= EXERCISE INSTRUCTIONS =
From the rows below, keep only the lines that contain the string "light" and copy each one out. The match is case-sensitive.

========================

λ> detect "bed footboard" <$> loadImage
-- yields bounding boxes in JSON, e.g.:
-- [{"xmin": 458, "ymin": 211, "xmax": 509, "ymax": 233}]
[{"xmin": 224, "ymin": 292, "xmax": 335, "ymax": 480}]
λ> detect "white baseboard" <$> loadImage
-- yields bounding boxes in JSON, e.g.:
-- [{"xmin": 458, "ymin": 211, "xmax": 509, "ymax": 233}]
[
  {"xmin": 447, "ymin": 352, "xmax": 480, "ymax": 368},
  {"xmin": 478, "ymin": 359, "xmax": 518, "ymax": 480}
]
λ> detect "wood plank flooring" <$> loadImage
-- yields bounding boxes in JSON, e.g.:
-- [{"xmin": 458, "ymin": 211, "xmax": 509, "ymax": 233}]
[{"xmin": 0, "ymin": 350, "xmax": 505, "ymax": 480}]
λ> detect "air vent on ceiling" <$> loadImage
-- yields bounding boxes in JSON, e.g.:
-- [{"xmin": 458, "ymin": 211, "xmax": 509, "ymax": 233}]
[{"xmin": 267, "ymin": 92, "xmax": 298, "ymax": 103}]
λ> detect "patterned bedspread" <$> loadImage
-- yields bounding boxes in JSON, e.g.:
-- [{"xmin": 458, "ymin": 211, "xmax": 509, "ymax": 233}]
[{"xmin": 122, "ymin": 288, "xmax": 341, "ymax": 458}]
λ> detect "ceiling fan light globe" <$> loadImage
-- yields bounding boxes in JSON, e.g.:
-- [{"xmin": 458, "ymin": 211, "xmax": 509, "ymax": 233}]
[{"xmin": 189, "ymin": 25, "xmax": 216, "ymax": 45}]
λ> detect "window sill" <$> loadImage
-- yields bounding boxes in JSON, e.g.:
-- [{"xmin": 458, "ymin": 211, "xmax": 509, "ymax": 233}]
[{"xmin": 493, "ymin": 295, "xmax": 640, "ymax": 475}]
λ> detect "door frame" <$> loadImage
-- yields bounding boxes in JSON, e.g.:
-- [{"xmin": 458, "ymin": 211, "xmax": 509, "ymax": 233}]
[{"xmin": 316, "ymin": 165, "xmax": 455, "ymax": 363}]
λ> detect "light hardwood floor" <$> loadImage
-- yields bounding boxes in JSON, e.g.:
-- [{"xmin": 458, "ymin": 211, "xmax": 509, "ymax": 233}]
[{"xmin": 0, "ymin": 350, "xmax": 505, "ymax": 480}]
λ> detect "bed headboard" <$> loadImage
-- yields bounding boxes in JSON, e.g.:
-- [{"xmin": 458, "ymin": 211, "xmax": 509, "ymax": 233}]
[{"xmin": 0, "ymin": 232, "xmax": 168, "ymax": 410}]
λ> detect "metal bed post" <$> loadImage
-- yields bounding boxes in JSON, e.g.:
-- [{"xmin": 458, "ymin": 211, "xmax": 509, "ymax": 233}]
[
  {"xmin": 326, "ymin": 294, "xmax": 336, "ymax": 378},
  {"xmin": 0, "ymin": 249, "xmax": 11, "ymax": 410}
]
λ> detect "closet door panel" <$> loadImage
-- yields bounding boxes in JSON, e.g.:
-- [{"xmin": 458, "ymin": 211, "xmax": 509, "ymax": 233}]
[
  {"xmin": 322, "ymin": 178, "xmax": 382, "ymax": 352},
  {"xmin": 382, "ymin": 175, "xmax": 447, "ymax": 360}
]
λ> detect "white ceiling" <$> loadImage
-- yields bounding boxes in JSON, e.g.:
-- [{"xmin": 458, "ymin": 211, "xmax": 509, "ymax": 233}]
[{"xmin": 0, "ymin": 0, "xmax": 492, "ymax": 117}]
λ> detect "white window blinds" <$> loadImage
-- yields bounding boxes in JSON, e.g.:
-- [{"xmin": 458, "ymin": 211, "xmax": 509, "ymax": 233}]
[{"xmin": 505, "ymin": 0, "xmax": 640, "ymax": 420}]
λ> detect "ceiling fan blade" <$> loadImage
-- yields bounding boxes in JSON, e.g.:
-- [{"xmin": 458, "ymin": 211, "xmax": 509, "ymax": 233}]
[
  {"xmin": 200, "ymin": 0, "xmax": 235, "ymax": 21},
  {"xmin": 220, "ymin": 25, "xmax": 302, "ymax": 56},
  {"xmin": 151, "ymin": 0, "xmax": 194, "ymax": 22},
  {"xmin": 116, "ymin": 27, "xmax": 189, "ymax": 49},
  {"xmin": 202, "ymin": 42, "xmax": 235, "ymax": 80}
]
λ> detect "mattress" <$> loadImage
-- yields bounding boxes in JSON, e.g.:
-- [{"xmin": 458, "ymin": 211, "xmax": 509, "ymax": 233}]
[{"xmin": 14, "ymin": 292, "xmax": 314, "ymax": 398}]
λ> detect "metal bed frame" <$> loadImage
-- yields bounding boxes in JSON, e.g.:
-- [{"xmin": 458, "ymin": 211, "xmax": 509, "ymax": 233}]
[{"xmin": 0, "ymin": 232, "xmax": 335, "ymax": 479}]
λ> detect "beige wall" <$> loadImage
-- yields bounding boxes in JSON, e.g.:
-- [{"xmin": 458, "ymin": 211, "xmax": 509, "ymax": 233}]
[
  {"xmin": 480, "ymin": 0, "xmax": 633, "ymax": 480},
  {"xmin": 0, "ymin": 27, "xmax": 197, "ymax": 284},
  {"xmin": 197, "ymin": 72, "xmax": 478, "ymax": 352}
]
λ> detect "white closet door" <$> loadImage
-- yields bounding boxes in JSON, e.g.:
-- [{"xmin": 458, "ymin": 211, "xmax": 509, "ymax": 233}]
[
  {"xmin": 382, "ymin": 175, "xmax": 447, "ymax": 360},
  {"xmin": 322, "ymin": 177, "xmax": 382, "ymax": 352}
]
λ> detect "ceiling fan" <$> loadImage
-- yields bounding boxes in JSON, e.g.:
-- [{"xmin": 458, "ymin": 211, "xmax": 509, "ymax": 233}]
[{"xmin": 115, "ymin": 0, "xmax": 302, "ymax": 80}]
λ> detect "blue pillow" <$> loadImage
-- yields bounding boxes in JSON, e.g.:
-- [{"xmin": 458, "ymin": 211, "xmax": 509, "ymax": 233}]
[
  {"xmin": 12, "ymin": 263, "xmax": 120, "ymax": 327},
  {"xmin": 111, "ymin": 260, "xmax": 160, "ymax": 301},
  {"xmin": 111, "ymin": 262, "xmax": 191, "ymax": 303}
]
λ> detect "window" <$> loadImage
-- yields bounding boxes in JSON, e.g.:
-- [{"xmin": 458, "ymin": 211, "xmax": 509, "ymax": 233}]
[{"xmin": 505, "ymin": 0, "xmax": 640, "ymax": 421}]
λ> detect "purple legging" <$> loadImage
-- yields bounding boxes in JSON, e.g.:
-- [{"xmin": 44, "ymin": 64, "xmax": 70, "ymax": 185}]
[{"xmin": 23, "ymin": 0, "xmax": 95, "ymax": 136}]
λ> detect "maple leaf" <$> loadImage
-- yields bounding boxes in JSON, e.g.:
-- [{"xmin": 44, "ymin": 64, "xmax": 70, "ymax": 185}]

========================

= RESPONSE =
λ> detect "ceiling fan light globe" <$> loadImage
λ> detect "light hardwood floor" <$> loadImage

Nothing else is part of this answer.